The volume rendering in The Croods and Wizard of Oz is quite
impressive, things have really gotten more advanced this year.

Camera frustum volume shapes seem to be quite important in getting as
much detail as possible into the render. Tracing rays through such a
frustum turns out to be not so simple.

There were already some papers published by SPI/SolidAngle for single
scattering, now there is also a trick to emulate multiple scattering.
The idea is to combine multiple 'octaves' with different volume
settings. Each octave halves the density to let light scatter further
with just one bounce. This is only a trick but combining these octaves
lets light scatter far enough while still preserving detail, and it's
entirely unbiased with no need for precomputation.

OPENVDB

The OpenVDB file format and data structure is quite cool in that you
can store volumes with no predefined bounding boxes, the volume data
can grow as needed without the users needing to worry about setting
bounds. Even better through are the tools provided along with the
library. They've got production quality tools for conversion to/from
meshes and particles, various volume manipulations, etc. If someone is
interested in implementing a native Volume datablock in Blender this
sounds like a great way to do it as much of the important stuff is
already there, with more planned to be added.

One example they showed is converting a mesh to a volume, giving the
walls some thickness with dilation, fracturing the mesh, and
converting back to an adaptive tessellated mesh. All while preserving
mesh attributes like UV maps. Another example was clouds modelling by
quickly deforming and placing some spheres, converting to a volume and
adding procedural noise.

EXPLOITING SIMD/SIMT

Embree is now using ISPC and has kernels that work with ray packets.
Restructuring the code to take advantage of that sort of thing is
hard, using ISPC to compile the kernel might help. It's unclear if the
extra memory usage of computing 4/8/16 ray paths at the same time is
really more efficient in the end for real use cases, you can then
optimally use CPU FLOPS but you're doing a lot more memory access
which is usually a bottleneck already.

JOBS.
1. According to the rendering notes, what happens to the density with each octave?
2. Copy the rendering notes word for word from "The volume rendering" to "not so simple.".
The data is separate material and is not part of the rendering notes.

SUPPLIED RECORDS.

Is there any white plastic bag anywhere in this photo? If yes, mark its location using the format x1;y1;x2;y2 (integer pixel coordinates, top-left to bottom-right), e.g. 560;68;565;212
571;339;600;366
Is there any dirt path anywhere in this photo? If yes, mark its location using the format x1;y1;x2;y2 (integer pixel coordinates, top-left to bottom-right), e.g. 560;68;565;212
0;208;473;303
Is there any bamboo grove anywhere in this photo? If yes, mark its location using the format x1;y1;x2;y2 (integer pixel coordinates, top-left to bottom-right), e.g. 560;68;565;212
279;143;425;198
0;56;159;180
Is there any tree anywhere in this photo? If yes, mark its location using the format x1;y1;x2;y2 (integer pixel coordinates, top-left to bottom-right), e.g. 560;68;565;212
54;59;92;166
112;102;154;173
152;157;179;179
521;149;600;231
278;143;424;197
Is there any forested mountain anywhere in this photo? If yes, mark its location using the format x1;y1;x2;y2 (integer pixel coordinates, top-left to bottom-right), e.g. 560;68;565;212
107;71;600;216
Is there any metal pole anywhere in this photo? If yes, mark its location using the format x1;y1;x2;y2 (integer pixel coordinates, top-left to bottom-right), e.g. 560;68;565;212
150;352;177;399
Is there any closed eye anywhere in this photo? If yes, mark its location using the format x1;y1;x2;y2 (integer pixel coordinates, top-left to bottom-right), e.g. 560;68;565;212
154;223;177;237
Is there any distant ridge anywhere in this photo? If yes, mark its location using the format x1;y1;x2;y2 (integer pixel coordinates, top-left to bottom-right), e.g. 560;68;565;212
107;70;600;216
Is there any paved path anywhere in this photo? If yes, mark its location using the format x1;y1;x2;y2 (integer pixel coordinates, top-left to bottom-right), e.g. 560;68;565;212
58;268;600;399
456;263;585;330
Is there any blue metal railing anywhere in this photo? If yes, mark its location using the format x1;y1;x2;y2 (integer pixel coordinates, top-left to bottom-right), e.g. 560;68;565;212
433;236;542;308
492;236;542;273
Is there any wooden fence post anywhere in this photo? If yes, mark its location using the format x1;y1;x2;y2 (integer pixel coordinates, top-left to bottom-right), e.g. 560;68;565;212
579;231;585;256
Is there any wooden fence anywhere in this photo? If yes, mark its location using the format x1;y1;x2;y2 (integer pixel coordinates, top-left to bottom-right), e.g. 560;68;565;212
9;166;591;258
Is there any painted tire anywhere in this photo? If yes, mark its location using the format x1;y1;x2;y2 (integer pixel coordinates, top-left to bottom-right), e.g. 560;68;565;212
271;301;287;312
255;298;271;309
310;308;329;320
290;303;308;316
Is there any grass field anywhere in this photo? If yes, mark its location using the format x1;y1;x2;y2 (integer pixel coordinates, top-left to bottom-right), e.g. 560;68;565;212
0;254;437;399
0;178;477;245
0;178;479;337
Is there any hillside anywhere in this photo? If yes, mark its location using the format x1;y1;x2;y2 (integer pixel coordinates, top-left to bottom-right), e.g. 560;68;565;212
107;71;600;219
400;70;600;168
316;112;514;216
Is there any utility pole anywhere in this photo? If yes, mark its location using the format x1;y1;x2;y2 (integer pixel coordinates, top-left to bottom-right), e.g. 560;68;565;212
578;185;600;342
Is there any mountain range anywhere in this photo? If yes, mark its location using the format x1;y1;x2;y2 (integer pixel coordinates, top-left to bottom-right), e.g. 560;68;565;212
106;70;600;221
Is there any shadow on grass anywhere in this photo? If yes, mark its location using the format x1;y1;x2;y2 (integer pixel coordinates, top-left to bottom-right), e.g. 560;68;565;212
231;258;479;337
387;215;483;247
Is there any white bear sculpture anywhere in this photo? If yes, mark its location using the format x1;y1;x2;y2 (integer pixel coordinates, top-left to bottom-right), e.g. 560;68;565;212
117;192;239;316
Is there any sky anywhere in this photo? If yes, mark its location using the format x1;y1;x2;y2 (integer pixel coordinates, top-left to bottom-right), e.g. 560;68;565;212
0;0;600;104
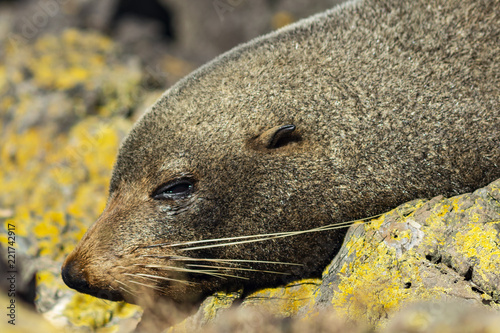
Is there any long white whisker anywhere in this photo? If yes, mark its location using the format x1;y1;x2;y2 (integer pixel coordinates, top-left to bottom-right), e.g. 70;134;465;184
186;264;290;275
144;214;382;249
123;273;195;285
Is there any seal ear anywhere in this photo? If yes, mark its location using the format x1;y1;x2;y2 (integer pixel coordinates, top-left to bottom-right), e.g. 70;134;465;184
257;125;297;149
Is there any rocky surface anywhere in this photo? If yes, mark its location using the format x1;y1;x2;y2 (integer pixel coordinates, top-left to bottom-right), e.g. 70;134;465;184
0;0;500;332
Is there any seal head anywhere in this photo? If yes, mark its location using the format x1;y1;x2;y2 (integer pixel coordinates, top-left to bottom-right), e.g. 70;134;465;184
63;0;500;304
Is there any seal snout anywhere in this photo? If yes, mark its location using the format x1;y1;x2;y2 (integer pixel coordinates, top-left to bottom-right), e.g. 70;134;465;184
61;258;92;294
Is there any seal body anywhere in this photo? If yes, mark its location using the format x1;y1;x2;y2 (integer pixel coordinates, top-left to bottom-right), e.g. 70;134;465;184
63;0;500;304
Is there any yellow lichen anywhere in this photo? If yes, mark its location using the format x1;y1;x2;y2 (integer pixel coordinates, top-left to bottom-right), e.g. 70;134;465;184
332;209;443;326
63;294;140;329
244;279;321;317
455;223;500;281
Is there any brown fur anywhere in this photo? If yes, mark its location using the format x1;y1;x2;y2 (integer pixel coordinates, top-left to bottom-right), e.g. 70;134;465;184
63;0;500;312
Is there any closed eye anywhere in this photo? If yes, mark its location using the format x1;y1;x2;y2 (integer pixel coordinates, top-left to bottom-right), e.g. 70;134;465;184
152;179;194;200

RESPONSES PER TASK.
1. Each octave halves the density.

2.
The volume rendering in The Croods and Wizard of Oz is quite
impressive, things have really gotten more advanced this year.

Camera frustum volume shapes seem to be quite important in getting as
much detail as possible into the render. Tracing rays through such a
frustum turns out to be not so simple.